Give everything from the row containing "of the pink" down to the final row below as a numbered list, leaving out any blank lines.

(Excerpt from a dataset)
+ + + + +

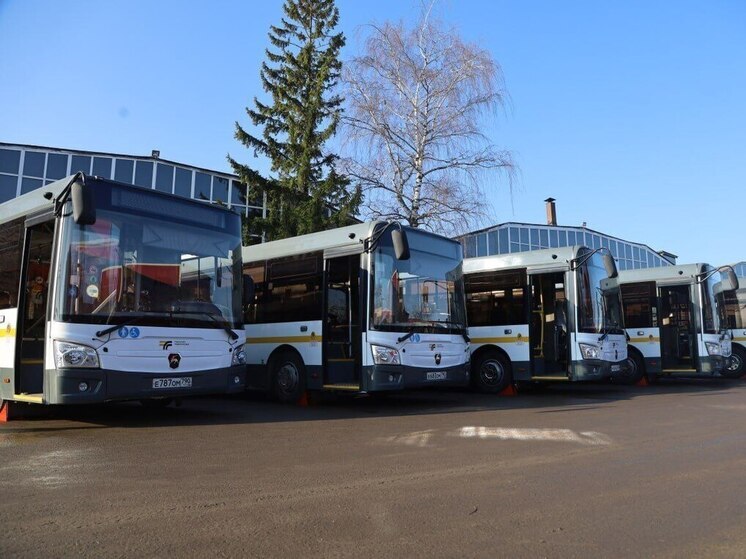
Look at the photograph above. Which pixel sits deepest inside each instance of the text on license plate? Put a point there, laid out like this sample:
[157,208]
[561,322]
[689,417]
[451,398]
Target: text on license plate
[176,382]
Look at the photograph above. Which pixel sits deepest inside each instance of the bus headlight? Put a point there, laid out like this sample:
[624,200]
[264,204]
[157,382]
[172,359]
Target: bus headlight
[385,355]
[239,356]
[77,356]
[590,351]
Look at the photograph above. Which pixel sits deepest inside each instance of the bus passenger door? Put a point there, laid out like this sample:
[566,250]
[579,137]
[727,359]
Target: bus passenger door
[677,333]
[341,335]
[32,313]
[548,325]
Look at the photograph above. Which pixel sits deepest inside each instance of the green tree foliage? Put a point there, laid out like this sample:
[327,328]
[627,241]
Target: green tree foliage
[304,192]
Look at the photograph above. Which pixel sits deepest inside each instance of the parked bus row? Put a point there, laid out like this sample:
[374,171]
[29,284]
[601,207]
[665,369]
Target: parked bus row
[112,292]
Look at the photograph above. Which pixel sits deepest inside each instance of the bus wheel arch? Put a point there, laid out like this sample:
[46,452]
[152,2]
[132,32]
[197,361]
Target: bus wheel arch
[635,367]
[735,368]
[287,374]
[491,370]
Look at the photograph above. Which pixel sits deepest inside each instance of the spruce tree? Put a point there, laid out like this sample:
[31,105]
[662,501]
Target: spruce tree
[304,192]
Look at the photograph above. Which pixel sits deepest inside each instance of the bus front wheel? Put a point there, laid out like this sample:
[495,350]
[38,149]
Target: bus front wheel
[736,363]
[288,378]
[635,369]
[491,373]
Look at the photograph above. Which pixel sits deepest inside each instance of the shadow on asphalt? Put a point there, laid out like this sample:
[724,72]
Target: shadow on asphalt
[254,408]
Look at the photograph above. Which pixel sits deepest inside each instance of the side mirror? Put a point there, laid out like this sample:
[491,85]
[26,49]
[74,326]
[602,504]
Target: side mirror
[401,244]
[248,290]
[84,203]
[729,280]
[610,265]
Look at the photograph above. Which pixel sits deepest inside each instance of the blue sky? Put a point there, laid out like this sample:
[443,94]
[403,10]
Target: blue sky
[631,114]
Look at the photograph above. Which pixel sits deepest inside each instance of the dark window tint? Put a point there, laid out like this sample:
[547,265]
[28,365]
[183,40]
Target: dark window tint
[639,303]
[286,290]
[202,186]
[183,186]
[56,165]
[504,245]
[8,185]
[482,244]
[9,160]
[124,170]
[27,185]
[220,189]
[144,174]
[164,178]
[495,299]
[11,245]
[80,163]
[33,164]
[102,167]
[238,193]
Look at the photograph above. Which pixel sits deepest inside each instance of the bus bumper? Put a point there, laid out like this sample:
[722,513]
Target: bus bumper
[378,378]
[91,386]
[596,369]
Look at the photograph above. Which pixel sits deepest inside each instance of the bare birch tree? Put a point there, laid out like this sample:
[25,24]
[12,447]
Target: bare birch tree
[419,100]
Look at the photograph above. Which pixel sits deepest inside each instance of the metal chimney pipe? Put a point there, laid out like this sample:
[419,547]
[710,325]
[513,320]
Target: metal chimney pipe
[551,212]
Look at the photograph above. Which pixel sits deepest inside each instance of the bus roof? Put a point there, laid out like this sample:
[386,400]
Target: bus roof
[32,202]
[558,258]
[340,238]
[679,273]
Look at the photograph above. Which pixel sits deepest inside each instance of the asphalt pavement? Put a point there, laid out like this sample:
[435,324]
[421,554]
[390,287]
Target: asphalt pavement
[568,471]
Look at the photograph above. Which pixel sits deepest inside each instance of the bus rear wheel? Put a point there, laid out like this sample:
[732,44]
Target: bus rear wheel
[288,378]
[491,373]
[736,363]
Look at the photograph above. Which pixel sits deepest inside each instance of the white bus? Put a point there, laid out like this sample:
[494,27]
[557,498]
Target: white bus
[735,310]
[373,307]
[544,315]
[114,292]
[675,317]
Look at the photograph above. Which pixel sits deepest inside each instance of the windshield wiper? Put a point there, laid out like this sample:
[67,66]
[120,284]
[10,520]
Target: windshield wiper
[118,325]
[220,323]
[458,325]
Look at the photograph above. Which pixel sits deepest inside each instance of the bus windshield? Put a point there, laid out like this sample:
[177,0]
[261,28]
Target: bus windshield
[132,267]
[715,303]
[735,309]
[599,305]
[422,294]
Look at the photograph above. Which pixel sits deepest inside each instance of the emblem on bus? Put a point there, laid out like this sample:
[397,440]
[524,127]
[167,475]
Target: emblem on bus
[173,360]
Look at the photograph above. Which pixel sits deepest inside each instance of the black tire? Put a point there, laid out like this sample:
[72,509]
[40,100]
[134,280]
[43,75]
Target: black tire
[491,373]
[288,377]
[635,369]
[735,368]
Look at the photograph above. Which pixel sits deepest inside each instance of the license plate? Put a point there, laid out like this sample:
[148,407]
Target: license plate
[176,382]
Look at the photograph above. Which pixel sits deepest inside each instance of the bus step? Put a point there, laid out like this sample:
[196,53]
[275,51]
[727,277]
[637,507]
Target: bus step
[30,398]
[343,386]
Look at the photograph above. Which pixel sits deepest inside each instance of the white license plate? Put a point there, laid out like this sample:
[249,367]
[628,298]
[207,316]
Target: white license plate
[176,382]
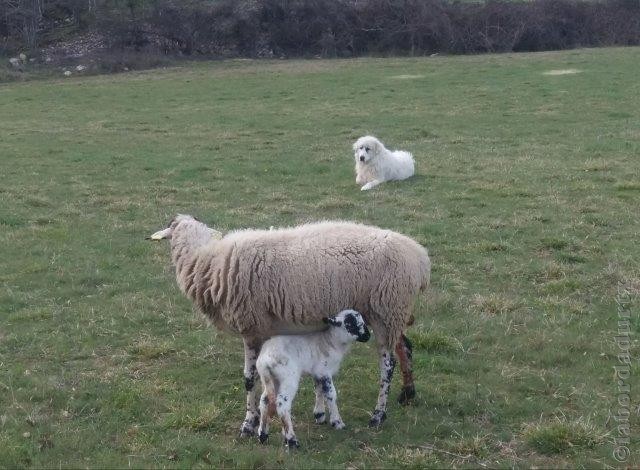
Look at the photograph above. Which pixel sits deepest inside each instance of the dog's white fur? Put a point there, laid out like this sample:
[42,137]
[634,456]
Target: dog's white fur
[376,164]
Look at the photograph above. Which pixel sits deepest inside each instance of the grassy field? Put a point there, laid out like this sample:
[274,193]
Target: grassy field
[527,196]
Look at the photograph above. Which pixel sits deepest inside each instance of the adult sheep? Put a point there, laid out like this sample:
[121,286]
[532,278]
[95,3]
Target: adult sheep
[262,283]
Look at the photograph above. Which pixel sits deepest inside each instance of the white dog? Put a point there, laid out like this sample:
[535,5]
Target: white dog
[376,164]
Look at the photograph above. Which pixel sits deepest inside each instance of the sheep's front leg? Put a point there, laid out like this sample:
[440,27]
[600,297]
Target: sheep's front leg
[330,395]
[405,356]
[387,364]
[252,418]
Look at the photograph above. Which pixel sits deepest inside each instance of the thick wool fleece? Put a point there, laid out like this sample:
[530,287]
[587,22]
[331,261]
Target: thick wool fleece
[253,281]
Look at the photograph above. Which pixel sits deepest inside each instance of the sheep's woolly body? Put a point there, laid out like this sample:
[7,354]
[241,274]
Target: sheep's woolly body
[252,281]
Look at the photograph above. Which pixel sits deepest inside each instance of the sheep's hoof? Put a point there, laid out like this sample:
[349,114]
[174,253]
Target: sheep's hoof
[378,417]
[291,443]
[406,394]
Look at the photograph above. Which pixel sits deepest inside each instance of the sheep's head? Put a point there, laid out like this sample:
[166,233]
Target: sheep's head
[353,323]
[181,220]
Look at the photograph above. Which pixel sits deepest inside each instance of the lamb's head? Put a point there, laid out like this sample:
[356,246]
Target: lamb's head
[352,323]
[188,227]
[366,148]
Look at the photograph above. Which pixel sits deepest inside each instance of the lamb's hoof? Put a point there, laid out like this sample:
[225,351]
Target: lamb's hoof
[378,417]
[292,443]
[338,424]
[407,393]
[248,428]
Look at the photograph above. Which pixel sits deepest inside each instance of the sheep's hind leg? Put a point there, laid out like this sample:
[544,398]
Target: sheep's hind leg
[318,410]
[405,356]
[252,418]
[387,364]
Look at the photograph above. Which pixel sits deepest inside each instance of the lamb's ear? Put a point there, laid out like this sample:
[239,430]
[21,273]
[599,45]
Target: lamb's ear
[161,234]
[332,321]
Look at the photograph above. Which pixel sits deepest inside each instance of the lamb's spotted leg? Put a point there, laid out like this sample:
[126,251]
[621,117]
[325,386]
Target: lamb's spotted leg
[263,430]
[284,399]
[387,364]
[405,356]
[252,418]
[318,410]
[330,395]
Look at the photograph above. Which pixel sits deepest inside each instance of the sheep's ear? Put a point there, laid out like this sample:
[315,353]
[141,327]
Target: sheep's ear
[161,234]
[332,321]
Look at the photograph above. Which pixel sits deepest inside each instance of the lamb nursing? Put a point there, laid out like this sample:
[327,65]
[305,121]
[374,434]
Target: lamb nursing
[260,283]
[284,359]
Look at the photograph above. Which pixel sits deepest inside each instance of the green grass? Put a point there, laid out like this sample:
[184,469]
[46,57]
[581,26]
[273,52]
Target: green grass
[526,196]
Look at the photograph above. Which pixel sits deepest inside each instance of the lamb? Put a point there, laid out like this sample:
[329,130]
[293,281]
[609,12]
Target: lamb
[284,359]
[260,283]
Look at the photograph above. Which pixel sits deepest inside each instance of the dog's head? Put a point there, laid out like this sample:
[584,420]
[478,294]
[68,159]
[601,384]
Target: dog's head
[366,148]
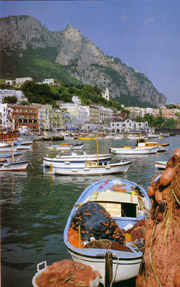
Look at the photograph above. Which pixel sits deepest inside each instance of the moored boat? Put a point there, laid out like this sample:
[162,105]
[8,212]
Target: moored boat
[129,150]
[75,159]
[93,168]
[14,166]
[160,164]
[142,142]
[7,157]
[117,202]
[65,146]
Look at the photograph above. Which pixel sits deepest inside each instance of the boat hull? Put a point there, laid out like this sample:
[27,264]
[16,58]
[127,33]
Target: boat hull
[160,164]
[123,268]
[74,160]
[94,170]
[16,166]
[134,151]
[125,265]
[8,157]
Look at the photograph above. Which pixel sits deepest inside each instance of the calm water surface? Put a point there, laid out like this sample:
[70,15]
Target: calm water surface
[35,207]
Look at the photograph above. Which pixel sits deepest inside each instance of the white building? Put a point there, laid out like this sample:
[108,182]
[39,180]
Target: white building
[9,82]
[106,94]
[79,115]
[105,114]
[43,115]
[5,116]
[76,100]
[48,81]
[20,81]
[129,126]
[10,93]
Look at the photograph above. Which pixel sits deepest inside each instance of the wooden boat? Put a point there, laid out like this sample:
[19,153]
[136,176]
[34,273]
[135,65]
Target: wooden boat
[160,164]
[86,138]
[7,157]
[8,134]
[93,168]
[74,159]
[142,142]
[65,146]
[23,145]
[126,208]
[14,166]
[130,150]
[6,147]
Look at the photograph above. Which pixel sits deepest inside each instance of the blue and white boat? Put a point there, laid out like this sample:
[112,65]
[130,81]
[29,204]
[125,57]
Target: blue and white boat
[7,157]
[74,159]
[127,203]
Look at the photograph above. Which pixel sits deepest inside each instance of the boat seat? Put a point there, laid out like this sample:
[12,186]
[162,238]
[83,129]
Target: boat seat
[111,196]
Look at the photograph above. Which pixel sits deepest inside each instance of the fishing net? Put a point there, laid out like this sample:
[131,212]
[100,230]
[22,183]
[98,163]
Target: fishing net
[67,273]
[95,221]
[160,266]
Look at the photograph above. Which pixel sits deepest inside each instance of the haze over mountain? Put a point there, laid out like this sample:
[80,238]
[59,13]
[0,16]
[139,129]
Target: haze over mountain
[29,49]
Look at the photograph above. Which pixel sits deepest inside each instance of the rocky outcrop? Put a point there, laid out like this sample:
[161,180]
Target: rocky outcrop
[83,60]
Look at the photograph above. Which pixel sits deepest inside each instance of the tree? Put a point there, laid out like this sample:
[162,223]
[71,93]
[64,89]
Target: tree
[10,100]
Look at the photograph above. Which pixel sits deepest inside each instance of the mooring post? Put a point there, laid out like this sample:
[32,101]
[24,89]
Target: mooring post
[108,269]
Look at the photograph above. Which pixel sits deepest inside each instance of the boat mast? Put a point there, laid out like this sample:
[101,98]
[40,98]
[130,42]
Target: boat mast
[97,151]
[12,156]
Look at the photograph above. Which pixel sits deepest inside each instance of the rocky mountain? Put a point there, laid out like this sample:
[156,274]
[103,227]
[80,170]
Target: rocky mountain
[28,46]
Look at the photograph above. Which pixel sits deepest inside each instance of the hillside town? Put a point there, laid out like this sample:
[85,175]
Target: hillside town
[71,116]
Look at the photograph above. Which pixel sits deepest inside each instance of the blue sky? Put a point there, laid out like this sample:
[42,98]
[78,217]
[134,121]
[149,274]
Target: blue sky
[144,34]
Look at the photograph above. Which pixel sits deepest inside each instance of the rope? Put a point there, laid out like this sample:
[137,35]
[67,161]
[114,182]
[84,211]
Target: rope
[150,258]
[175,196]
[114,254]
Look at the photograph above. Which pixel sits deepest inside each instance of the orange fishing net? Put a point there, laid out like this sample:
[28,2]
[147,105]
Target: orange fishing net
[160,266]
[67,273]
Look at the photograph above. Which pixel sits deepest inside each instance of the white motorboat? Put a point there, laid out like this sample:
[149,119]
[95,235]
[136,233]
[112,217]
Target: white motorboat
[142,142]
[65,146]
[7,157]
[91,168]
[6,147]
[160,164]
[129,150]
[14,166]
[74,159]
[88,226]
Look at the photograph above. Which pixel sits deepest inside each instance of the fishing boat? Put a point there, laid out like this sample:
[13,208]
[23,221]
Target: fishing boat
[7,157]
[7,146]
[130,150]
[160,164]
[65,146]
[8,134]
[86,138]
[74,159]
[90,168]
[142,142]
[14,166]
[117,199]
[23,144]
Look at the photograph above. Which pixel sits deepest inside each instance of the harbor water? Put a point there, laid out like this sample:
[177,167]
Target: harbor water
[35,207]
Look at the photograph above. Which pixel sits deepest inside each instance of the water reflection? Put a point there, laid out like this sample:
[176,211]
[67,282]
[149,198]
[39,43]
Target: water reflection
[36,205]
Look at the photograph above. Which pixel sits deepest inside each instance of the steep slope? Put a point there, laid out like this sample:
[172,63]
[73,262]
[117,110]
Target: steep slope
[26,41]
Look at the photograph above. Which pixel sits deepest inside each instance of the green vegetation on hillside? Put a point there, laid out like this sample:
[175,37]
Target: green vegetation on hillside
[37,64]
[158,122]
[44,94]
[133,101]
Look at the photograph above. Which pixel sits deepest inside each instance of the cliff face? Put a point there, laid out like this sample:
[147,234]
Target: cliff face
[81,58]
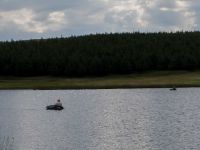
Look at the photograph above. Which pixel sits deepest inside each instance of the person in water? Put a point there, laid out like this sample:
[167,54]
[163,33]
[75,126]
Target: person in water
[58,103]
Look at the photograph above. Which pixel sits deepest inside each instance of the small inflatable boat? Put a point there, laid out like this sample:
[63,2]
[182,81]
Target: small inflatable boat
[173,89]
[54,107]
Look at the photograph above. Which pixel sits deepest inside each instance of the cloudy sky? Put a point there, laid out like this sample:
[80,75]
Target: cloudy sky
[26,19]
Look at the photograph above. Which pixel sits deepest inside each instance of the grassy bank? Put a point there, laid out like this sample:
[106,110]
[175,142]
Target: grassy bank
[144,80]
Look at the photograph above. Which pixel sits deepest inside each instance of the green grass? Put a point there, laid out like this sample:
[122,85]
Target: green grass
[150,80]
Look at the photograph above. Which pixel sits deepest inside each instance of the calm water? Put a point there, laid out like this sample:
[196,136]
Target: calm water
[133,119]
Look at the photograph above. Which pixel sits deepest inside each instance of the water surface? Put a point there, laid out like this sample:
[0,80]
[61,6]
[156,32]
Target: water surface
[119,119]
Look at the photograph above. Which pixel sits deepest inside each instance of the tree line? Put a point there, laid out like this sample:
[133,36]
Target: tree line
[101,54]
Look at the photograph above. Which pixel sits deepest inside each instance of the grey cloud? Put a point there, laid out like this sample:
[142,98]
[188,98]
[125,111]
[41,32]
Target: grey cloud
[42,18]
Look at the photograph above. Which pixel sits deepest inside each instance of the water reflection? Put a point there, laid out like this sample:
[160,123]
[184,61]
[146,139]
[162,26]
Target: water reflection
[141,119]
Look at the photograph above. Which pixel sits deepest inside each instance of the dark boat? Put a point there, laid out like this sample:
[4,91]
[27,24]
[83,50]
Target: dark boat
[54,107]
[173,89]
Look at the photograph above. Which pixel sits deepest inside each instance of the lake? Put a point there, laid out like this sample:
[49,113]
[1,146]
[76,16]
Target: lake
[111,119]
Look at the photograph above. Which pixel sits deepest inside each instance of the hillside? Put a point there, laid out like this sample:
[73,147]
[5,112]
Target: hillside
[101,54]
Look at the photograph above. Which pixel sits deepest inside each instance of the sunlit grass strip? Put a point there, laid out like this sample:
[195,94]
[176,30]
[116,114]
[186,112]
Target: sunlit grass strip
[143,80]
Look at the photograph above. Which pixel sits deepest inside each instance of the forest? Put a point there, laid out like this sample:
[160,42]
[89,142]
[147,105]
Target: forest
[101,54]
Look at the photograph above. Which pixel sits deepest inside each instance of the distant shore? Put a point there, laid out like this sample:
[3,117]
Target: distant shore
[157,79]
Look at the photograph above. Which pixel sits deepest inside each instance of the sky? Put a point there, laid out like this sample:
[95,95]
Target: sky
[33,19]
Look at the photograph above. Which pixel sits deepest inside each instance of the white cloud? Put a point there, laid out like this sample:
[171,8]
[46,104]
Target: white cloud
[46,17]
[26,20]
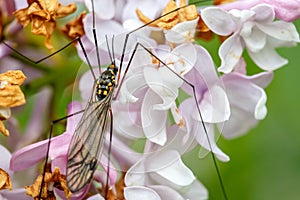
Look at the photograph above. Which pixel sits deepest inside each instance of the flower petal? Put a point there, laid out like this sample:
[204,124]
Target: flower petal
[218,20]
[247,102]
[101,8]
[281,31]
[139,192]
[166,192]
[230,53]
[153,121]
[268,59]
[168,169]
[196,191]
[182,32]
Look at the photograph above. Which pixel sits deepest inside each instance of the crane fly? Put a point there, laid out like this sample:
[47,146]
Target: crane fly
[87,143]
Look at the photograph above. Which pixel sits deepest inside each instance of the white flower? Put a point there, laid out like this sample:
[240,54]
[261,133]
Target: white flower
[162,175]
[254,29]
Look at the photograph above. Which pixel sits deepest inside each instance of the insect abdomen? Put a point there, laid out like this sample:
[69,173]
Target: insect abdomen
[106,82]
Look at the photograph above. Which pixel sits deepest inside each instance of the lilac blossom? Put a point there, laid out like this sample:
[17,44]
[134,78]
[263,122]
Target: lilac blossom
[15,193]
[247,100]
[254,29]
[288,11]
[162,175]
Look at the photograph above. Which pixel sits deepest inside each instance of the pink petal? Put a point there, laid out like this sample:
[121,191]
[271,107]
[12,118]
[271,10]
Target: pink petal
[230,53]
[28,156]
[153,121]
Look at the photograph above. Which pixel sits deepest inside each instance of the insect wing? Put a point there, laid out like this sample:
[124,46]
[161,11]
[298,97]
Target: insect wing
[87,143]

+ + + + +

Completed task:
1. Look at the photograph above. Which pixel sits deepest inside each instance of the pink petal? Put a point there, laid out like this sample:
2. [121,191]
3. [271,107]
4. [12,118]
5. [271,10]
6. Target: pink petal
7. [230,53]
8. [28,156]
9. [153,121]
10. Look at the photograph above. Which pixel sits deepest inside each instance of the insect wing? Put a point there, laid out like this sample:
11. [124,46]
12. [161,11]
13. [298,97]
14. Target: insect wing
15. [87,143]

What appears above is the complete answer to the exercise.